» Problem: Please mark each statement yes or no depending on whether it agrees with the aquaponics passage, and quote the words of the passage that decide it. 1. The fish naturally produce enough carbon dioxide to optimize plant growth. 2. The CO2 pumped into the greenhouses raises levels from around 450 ppm to between 800 and 1,000 ppm. 3. Brannström compares the tomato plants to the pump in a home aquarium.

» Document passage:

########

Bacteria in the plant beds help convert the ammonia from the fish waste into nutrients for the plants. This process filters out the fish waste, resulting in clean water which is then pumped back into the fish tanks. This is one of the coolest things about Aquaponics, that it mimics a natural ecosystem. Aquaponics represents the relationship between water, aquatic life, bacteria, nutrient dynamics, and plants which grow together in waterways all over the world.
"It’s like our tomato plants serve the same function as a filter in a home aquarium," Brannström explains. "And in the time it takes a fish to grow to about one kilogramme, you can produce about 10 kilos of tomatoes."
With recently added capacity, Peckas facilities can produce up to 400 tonnes of vegetables and 40 tonnes of fish annually. Gas is also a critical component of Peckas’ aquaponics solution. While the fish produce carbon dioxide naturally, levels aren’t high enough to optimize plant growth. Thus, CO2 supplied by Linde is pumped into the greenhouses, doubling levels from around 450 ppm to between 800 and 1,000 ppm.
"Carbon dioxide is an extremely important ingredient for the whole process," explains Brannström. "It creates ideal conditions for growing tomatoes and other plants. You end up with substantially higher yields." Greenhouses are also a practical way to take CO2 out of the atmosphere instead of burying excess carbon dioxide underground. "It’s better to build more greenhouses and let plants consume CO2," he says.

########

» Dataset records:
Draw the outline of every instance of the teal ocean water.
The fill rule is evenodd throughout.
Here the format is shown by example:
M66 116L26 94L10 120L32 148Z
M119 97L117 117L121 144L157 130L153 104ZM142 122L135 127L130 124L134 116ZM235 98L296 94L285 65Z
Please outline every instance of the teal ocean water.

########

» Exercise result:
1. No: "While the fish produce carbon dioxide naturally, levels aren’t high enough to optimize plant growth."
2. Yes: "CO2 supplied by Linde is pumped into the greenhouses, doubling levels from around 450 ppm to between 800 and 1,000 ppm."
3. No: "It’s like our tomato plants serve the same function as a filter in a home aquarium"